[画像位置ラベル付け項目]
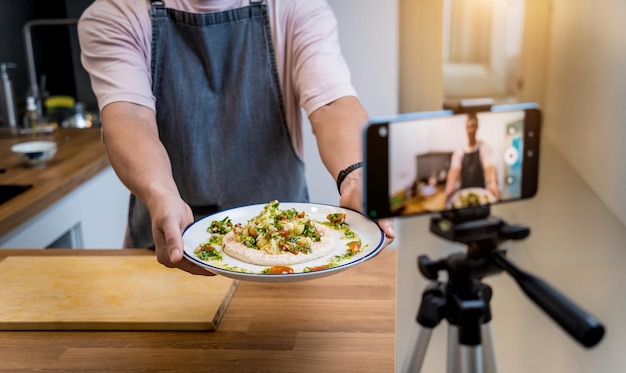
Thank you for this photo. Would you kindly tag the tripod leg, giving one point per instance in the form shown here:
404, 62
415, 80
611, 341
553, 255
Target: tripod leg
472, 359
417, 351
461, 358
489, 353
454, 350
429, 315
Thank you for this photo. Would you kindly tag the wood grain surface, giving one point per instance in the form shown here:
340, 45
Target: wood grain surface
80, 156
340, 323
107, 293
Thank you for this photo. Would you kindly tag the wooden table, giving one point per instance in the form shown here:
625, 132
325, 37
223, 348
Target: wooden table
340, 323
80, 156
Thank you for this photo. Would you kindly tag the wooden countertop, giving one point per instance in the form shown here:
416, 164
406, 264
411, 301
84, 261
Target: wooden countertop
340, 323
80, 156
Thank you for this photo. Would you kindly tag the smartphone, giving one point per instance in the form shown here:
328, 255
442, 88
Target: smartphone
431, 162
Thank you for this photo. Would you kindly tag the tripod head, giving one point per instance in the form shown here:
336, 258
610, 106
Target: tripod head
483, 234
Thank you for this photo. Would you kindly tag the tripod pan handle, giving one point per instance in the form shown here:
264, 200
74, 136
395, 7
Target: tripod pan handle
583, 327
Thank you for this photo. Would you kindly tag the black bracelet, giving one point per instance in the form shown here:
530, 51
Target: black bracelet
343, 173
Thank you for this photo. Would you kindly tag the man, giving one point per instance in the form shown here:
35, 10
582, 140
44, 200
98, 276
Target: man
200, 103
472, 166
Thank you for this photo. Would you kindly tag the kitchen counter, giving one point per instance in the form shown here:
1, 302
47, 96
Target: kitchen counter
80, 156
340, 323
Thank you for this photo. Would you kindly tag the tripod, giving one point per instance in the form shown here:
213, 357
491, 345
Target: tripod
464, 301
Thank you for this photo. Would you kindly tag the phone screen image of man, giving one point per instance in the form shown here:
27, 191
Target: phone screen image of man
455, 162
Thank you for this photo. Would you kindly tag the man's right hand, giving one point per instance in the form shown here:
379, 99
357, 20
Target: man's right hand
169, 220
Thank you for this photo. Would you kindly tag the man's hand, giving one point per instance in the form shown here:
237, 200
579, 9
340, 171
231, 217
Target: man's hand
169, 220
352, 197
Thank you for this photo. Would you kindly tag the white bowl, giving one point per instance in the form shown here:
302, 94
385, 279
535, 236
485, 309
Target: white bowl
35, 153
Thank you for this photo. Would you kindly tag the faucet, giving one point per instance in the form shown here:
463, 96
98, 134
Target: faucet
30, 58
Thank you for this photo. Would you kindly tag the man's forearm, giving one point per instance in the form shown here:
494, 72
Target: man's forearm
135, 151
338, 130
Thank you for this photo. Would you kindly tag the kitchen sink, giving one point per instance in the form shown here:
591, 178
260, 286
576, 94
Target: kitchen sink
9, 191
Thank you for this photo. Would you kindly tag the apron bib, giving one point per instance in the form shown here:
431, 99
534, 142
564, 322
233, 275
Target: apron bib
220, 113
472, 172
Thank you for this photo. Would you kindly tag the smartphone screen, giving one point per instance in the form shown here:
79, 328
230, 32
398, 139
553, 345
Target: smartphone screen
432, 162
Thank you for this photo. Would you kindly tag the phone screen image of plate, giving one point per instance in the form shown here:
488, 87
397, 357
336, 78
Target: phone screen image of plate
456, 161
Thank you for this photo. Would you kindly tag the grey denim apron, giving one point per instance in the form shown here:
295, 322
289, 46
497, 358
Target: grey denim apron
220, 113
472, 171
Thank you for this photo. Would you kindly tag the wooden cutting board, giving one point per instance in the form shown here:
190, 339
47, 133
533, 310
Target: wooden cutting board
107, 293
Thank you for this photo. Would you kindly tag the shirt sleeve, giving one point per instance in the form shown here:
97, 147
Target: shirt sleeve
115, 50
320, 74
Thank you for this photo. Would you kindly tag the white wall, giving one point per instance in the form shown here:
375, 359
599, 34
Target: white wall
368, 37
585, 116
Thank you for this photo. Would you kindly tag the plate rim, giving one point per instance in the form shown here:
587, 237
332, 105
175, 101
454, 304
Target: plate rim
273, 277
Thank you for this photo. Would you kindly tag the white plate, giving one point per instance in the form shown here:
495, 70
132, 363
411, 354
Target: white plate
368, 231
484, 195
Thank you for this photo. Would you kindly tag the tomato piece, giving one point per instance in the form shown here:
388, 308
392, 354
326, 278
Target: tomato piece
354, 246
319, 268
280, 270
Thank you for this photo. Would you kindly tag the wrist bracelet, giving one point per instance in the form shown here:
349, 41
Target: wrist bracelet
343, 173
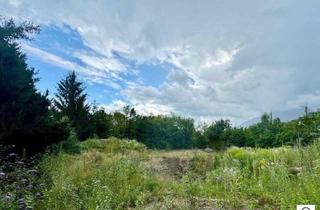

## 目的:
上の項目をすべて一字一句変えずに書き写してください。画像は省いてください。

## 作業結果:
Thank you for this photo. Would you kindly tag the tripod leg, giving one point per instance in the form shown here:
404, 62
415, 80
611, 341
553, 255
Target: tripod leg
472, 359
417, 351
461, 358
489, 353
454, 350
429, 315
Thank you for this photo. Would you kindly tag the wood grain surface, giving one point per instance in the form shown here:
340, 45
Target: wood grain surface
80, 156
340, 323
107, 293
Thank you for this photo. Would you kindly tag the wooden table, giving one point per instance in the form shown here:
625, 132
325, 37
223, 348
Target: wooden table
340, 323
80, 156
Thank you for this photo. Would you kindly tag the wooden countertop, giving one point per instance in the form shown here:
416, 164
406, 264
411, 301
84, 261
Target: wooden countertop
340, 323
80, 156
Thank you for this photo. Would you kindly tag the smartphone, giving one point per instance in the form shown here:
328, 255
442, 88
Target: smartphone
431, 162
Thank you for this photo. Would you kindly tag the tripod head, giving one point per instance in the form shown here:
336, 258
610, 106
Target: tripod head
483, 234
Thank you for this photo. Would you kindly tag the tripod pan handle, giving one point per instance in the form shown here:
264, 200
74, 136
395, 7
Target: tripod pan handle
583, 327
Thank you for this photo. Would you kindly tag the black bracelet, giving one point per instance in the form shown here:
530, 51
Target: black bracelet
343, 173
Thank you for this photo. Would you kindly tag the man, giving one point per instance in the form shown here:
35, 10
582, 140
44, 200
98, 276
Target: man
200, 103
472, 166
Thank you for this photo. Would you kindly tag the kitchen counter, giving one point per instance in the form shown here:
1, 302
47, 96
Target: kitchen counter
80, 156
340, 323
Thank you for this photo. Would you kindly tag the tripod, giving one point per instance in the form shown here:
213, 357
491, 345
Target: tripod
464, 301
Thank you for this photo. Would you kindly tag the phone screen image of man, giving one point per instance in the form shown here:
27, 191
Target: phone screen image of man
455, 162
Thank you for this photo. Would you kindly tag the man's right hand, giving one point per instance in the form shown here:
379, 99
357, 20
Target: man's right hand
169, 220
Thank you for this photo. Would you kindly tag the man's hand, giving one point per instance in the form shown here:
237, 200
579, 9
340, 171
231, 217
Target: man's hand
169, 220
352, 197
Thank you for this photo. Would you kindly tag the white bowl, giving one point per instance in the form shown here:
302, 94
385, 279
535, 236
485, 309
Target: white bowl
35, 153
Thank you for this photo. Would you kindly tag the faucet, giving one point per instance in the form shown here:
463, 96
98, 134
Target: faucet
30, 58
Thank you for this photo. Would you kindly tag the man's forearm, giving one point per instance in the form shown here:
494, 72
Target: man's forearm
135, 151
338, 130
Thank you for this photo. Would you kindly tag the kitchen sink, giving one point per instance in the form shown here:
591, 178
260, 286
576, 94
Target: kitchen sink
9, 191
Thank you for this photo. Would you kindly tag the apron bib, giving one point per instance in the form shown here:
431, 99
534, 142
564, 322
233, 275
Target: apron bib
220, 113
472, 172
Thank you for this photo. Would you kindly tag the smartphone screen, giving one point per instance in the form shown here:
79, 328
230, 32
398, 139
553, 345
Target: smartphone screen
432, 162
Thank you for this photo. Would you kindly tag the phone screen image of plate, giving one point per instance in the form shown here:
488, 87
397, 357
336, 78
Target: phone screen image of plate
456, 161
Thank you for this photo. Would you kindly tag the grey denim apron, giving one point per instance in the form shown here:
295, 322
289, 46
497, 358
Target: grey denim apron
220, 113
472, 171
Thank you for this photo. Would you kindly tag the wooden cutting board, giving one point per instance in the form shown here:
190, 339
47, 133
533, 310
Target: wooden cutting board
107, 293
Thank you for this photo. Would you kindly tag the shirt sleeve, giving one point per instance in the form shown here:
97, 147
Target: shirt sleeve
115, 50
320, 74
Thank you for this photo. Would you kindly tag the white wall, giving one point per instance in the form shown here:
375, 359
599, 34
Target: white wall
368, 37
585, 116
Thank you for this photo. Would you kindly tag the plate rim, giving one point per instance in the form shown here:
587, 237
332, 105
175, 101
454, 304
Target: plate rim
273, 277
Thank you for this photo. Would you kindly tag the white plate, giving one point per instance in the form shown here:
495, 70
132, 363
411, 354
Target: white plate
368, 231
484, 195
Thank you for this photo. Would you kindly tag the tomato piece, giving one point per instance in the form shown here:
388, 308
392, 354
326, 278
Target: tomato piece
354, 246
319, 268
280, 270
Thank you for this photo. Would you kindly tag the wrist bracelet, giving one point per instance in the form shown here:
349, 41
Target: wrist bracelet
343, 173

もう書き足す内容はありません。